Records
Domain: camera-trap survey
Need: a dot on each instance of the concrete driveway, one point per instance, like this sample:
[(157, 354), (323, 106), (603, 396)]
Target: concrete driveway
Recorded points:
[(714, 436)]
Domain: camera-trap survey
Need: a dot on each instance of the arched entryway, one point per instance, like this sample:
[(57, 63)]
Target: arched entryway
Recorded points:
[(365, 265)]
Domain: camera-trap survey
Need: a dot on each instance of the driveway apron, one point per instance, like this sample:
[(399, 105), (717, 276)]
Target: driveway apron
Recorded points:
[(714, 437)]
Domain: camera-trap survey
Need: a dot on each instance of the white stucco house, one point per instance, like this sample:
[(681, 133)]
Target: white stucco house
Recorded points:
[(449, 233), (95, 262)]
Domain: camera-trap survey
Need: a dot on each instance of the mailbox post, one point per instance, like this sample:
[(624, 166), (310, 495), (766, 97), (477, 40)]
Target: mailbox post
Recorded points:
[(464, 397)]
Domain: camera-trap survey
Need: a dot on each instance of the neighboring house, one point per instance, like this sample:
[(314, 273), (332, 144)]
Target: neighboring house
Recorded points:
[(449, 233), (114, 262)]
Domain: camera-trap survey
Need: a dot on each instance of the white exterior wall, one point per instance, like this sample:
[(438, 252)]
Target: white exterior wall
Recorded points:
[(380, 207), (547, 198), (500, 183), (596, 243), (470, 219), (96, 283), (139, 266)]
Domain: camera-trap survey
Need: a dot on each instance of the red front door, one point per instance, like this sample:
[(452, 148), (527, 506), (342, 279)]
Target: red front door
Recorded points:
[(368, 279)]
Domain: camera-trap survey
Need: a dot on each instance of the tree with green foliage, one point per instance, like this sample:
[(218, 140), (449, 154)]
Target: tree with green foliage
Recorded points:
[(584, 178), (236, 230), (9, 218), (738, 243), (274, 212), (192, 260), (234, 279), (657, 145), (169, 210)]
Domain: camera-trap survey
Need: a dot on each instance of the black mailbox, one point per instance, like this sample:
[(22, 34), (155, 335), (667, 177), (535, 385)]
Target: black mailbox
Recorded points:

→ **Aim**:
Please output every line of the listing above as a numbered list, leaving out any blank lines.

→ **The reply**:
1. Domain: camera-trap survey
2. Need: a dot on each instance of the concrete driveway, one point per instance, like this sample:
3. [(157, 354), (323, 106), (603, 396)]
4. Target: concrete driveway
5. Recorded points:
6. [(714, 436)]
7. Domain: camera-trap survey
8. Need: a dot on each instance of the arched entryway, one point per instance, like this sample:
9. [(57, 63)]
10. Target: arched entryway
11. Recorded points:
12. [(365, 265)]
13. Domain: camera-trap survey
14. Need: a dot on each instance of the driveway apron, one point per instance, like this sample:
15. [(399, 105), (717, 276)]
16. Target: driveway apron
17. Recorded points:
18. [(714, 437)]
19. Domain: camera-trap survey
20. Need: a dot on each instance of the white stucco house, one point per instance, like this sample:
21. [(681, 133)]
22. Target: white stucco house
23. Recorded points:
24. [(449, 233), (95, 262)]
25. Domain: camera-trap survey
26. Need: a dot on each instance of the mailbox post, one point per instance, like this sample:
27. [(624, 166), (310, 495), (766, 97), (477, 40)]
28. Target: mailbox post
29. Recorded points:
30. [(464, 397)]
31. Domain: camera-trap survey
32. Need: a dot on each instance of the neighboring house, one point per instance, like this sample:
33. [(314, 273), (332, 144)]
34. Target: neighboring house
35. Recorded points:
36. [(449, 233), (114, 262)]
37. Domain: camera-trap survey
38. Need: a dot on each instance of the white exterior wall, one point per instance, like this sample:
39. [(438, 252)]
40. Target: white exterior wall
41. Recorded points:
42. [(380, 207), (547, 198), (500, 183), (596, 243), (470, 219), (96, 283), (139, 266)]
43. Domain: camera-trap survey
44. Need: a dot on each instance of the red front door, one point per instance, like this sample:
45. [(452, 148), (527, 506), (342, 279)]
46. Target: red front door
47. Recorded points:
48. [(368, 279)]
49. Domain: camera-trap survey
50. Need: a dot on each instance of the tree with green foliage, one point per instance, like this sample:
51. [(218, 140), (449, 154)]
52. Target: tree with green foliage
53. Recorded points:
54. [(584, 178), (236, 230), (9, 218), (738, 243), (274, 212), (192, 260), (234, 279), (657, 145), (169, 210)]
55. Domain: camera-trap survey
56. Need: a dot on each instance of the black mailbox, one point per instance, like this sample:
57. [(22, 34), (155, 335), (667, 177), (535, 385)]
58. Target: black mailbox
59. Recorded points:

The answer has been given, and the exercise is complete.